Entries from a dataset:
- - -

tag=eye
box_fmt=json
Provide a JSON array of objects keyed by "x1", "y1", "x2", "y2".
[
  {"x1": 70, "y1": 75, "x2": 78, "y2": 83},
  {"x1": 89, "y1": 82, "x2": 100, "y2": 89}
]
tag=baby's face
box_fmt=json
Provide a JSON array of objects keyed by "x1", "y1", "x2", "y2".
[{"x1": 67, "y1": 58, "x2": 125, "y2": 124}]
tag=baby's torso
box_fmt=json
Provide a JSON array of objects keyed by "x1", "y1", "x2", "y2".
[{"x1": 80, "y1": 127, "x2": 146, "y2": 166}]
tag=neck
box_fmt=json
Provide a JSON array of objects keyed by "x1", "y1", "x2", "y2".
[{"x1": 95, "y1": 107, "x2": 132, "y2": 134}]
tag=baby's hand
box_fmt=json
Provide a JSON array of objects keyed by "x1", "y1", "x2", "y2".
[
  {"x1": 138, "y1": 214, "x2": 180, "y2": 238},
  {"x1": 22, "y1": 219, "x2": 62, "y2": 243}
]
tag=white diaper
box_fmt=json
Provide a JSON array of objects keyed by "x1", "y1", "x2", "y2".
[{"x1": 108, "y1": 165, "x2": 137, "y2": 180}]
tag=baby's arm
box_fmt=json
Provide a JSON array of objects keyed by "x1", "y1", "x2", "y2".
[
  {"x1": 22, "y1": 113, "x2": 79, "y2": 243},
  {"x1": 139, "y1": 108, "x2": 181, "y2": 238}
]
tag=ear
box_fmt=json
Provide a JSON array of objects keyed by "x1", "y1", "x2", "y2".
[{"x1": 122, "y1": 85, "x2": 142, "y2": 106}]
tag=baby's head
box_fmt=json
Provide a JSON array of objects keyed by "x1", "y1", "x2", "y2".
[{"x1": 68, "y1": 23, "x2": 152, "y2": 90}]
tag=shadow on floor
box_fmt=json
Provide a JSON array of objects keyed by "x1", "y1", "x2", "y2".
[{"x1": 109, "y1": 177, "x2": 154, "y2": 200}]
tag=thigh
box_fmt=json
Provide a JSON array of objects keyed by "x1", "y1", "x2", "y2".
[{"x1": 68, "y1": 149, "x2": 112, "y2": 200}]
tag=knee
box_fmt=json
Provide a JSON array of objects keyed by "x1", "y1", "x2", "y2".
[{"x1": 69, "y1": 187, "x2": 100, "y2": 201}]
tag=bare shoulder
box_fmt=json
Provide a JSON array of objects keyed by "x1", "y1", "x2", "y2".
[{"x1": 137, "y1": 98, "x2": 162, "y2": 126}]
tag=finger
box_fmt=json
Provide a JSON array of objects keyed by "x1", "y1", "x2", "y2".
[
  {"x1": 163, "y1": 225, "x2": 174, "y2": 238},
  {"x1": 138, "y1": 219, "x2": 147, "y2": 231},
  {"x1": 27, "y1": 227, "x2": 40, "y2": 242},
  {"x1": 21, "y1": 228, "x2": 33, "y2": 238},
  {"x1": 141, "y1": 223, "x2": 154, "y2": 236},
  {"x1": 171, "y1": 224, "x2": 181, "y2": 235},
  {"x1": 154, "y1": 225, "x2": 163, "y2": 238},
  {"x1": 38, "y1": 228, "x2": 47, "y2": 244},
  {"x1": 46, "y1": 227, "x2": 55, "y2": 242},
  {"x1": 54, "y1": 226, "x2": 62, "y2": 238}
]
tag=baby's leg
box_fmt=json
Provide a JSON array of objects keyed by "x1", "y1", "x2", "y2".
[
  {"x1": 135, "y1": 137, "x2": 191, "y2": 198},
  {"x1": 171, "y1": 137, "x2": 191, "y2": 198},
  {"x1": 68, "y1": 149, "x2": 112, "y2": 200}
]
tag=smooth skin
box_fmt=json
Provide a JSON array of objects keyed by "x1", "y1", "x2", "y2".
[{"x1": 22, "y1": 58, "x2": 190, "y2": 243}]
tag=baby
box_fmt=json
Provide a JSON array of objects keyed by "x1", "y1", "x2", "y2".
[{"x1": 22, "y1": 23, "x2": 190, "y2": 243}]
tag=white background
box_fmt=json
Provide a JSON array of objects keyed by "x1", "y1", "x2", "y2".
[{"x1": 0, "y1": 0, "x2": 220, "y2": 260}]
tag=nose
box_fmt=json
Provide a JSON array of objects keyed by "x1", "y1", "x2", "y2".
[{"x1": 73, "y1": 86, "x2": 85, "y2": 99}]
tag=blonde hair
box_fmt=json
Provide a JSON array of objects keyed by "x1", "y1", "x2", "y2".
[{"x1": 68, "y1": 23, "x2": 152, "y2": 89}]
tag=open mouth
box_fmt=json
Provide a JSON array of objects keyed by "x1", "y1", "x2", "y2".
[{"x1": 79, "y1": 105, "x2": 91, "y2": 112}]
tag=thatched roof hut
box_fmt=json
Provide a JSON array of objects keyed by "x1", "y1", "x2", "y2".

- - -

Stated goal: Every line from the one containing "tag=smooth skin" through the end of the data must be repeated exactly, and no other line.

Output of the exercise:
tag=smooth skin
box_fmt=json
Provide a JSON array of objects keyed by "x1", "y1", "x2", "y2".
[{"x1": 22, "y1": 58, "x2": 190, "y2": 243}]
tag=baby
box_fmt=json
Provide a JSON array of objects keyed by "x1", "y1", "x2", "y2".
[{"x1": 22, "y1": 23, "x2": 190, "y2": 243}]
tag=white background
box_fmt=json
Provide a JSON array of objects keyed by "x1", "y1", "x2", "y2".
[{"x1": 0, "y1": 0, "x2": 220, "y2": 260}]
tag=nose
box_fmt=json
Provide a JSON array of objects keyed by "x1", "y1", "x2", "y2".
[{"x1": 73, "y1": 86, "x2": 85, "y2": 99}]
tag=blonde hair
box_fmt=json
Provide a JSON array of objects keyed by "x1", "y1", "x2", "y2".
[{"x1": 68, "y1": 23, "x2": 152, "y2": 89}]
tag=open mouth
box_fmt=json
Provide a JSON array of objects keyed by "x1", "y1", "x2", "y2".
[{"x1": 79, "y1": 105, "x2": 91, "y2": 112}]
tag=thatched roof hut
box_fmt=json
Provide a JSON array of objects keyed by "x1", "y1", "x2", "y2".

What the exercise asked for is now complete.